+++ Data section
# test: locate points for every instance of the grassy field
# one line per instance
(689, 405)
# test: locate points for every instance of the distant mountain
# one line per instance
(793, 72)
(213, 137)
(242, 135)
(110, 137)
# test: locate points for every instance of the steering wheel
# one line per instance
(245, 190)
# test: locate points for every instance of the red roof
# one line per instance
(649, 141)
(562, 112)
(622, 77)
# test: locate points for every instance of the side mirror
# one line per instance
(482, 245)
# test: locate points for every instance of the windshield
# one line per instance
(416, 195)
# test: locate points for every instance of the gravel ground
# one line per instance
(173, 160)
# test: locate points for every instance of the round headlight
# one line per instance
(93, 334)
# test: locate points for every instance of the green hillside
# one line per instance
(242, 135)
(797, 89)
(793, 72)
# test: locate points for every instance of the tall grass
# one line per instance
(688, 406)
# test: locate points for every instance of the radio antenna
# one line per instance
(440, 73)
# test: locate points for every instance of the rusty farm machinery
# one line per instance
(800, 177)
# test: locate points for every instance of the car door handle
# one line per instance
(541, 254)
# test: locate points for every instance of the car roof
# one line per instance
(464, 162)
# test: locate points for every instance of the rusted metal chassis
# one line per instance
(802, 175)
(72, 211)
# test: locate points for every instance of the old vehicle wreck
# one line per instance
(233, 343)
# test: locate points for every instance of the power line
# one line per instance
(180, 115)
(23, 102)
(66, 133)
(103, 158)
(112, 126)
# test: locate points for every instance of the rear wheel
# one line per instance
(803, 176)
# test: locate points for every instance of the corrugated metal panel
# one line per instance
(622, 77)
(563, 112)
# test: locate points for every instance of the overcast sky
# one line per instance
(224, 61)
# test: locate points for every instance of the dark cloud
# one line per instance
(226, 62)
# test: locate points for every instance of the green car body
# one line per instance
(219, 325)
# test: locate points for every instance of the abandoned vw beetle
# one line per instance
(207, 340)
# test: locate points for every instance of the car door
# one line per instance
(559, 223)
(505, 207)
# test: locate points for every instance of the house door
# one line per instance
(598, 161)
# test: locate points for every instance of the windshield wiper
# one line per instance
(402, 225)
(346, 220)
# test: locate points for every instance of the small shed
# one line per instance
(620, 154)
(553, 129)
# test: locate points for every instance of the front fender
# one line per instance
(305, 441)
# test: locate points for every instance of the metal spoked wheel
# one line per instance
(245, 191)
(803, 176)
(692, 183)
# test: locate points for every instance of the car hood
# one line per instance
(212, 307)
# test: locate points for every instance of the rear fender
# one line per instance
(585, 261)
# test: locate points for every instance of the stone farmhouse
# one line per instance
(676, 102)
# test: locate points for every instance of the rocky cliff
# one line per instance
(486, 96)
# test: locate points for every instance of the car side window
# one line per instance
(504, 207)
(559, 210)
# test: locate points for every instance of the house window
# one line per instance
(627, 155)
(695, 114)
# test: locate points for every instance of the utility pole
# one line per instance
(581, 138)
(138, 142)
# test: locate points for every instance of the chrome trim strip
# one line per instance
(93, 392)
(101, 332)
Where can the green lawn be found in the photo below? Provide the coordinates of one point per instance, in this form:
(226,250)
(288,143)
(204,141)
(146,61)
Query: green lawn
++++++
### What the task asks
Extract the complete data, matching each line exactly.

### Task result
# test: locate points for every instance of the grassy field
# one line per instance
(689, 405)
# test: locate points for every instance of the distant mountain
# one line per instance
(793, 72)
(213, 137)
(242, 135)
(110, 137)
# test: locate points for every instance of the steering wheel
# one line per instance
(245, 190)
# test: locate points for every instance of the red roof
# one line per instance
(649, 141)
(562, 112)
(622, 77)
# test: locate points for every instance of the side mirror
# one line per instance
(482, 245)
# test: locate points for every instance of the windshield
# one line per instance
(416, 195)
# test: locate points for every instance of the gravel ground
# one line per instance
(173, 160)
# test: locate points for every instance of the round headlight
# one line per instance
(93, 334)
# test: locate points for every instance of the green hillside
# one line per instance
(242, 135)
(797, 89)
(793, 72)
# test: locate points for every instance of the tall grass
# one line per instance
(688, 406)
# test: locate points for every instance of the radio antenna
# one line per instance
(440, 73)
# test: locate points for every instance of the rusty farm machinery
# one line per instance
(800, 177)
# test: locate points for every instance of the car door handle
# one line per instance
(541, 254)
# test: locate points for every instance of the car roof
# one line per instance
(464, 162)
# test: locate points for every instance of the rusted metal chassis
# one line per instance
(802, 175)
(72, 211)
# test: locate points for every instance of the old vehicle wreck
# one line per instance
(233, 343)
# test: locate points for every instance of the power line
# one line per instance
(180, 115)
(23, 102)
(66, 133)
(103, 158)
(112, 126)
# test: locate points for every instance of the rear wheel
# one line per instance
(803, 176)
# test: locate points for every instance of the corrugated metal panel
# one line per instance
(622, 77)
(563, 112)
# test: locate points for every instance of the overcast sky
# one line per instance
(224, 61)
# test: locate points for every instance of the dark cloud
# one line per instance
(226, 62)
# test: locate points for every instance of the green car body
# one line per instance
(219, 325)
# test: locate points for every instance of the abandoned vw beetle
# one line per instance
(207, 340)
# test: locate points for every instance of the car door
# one line per instance
(559, 223)
(505, 207)
# test: locate points for every instance of the house door
# one line per instance
(598, 161)
# test: locate points for every instance of the windshield wiper
# one line per instance
(402, 225)
(346, 220)
# test: locate points for every instance of the small shed
# one line per instance
(620, 154)
(553, 129)
# test: locate points for every instance of the front fender
# one line per instance
(305, 441)
# test: locate points for every instance of the metal spoked wheel
# one line per instance
(245, 191)
(803, 176)
(692, 183)
# test: locate points for every instance of the car hood
# one line per instance
(212, 307)
# test: locate points for every instance of the rear fender
# one line per instance
(585, 261)
# test: locate points for every instance of the stone farmhouse
# one line per instance
(676, 102)
# test: locate points for every instance of the rocky cliff
# one line per instance
(486, 96)
# test: locate points for every instance of the car side window
# one line per instance
(504, 207)
(559, 210)
# test: locate points for every instance of the house window
# one line per instance
(627, 155)
(695, 114)
# test: locate points for every instance of the utility pole
# one line per instance
(581, 138)
(138, 142)
# test: locate points for every instance of the chrome trim strip
# one line per instance
(93, 392)
(101, 332)
Where can the green lawn be found in the photo below? Provide the coordinates of one point per instance, in this form:
(226,250)
(288,143)
(204,141)
(146,61)
Query: green lawn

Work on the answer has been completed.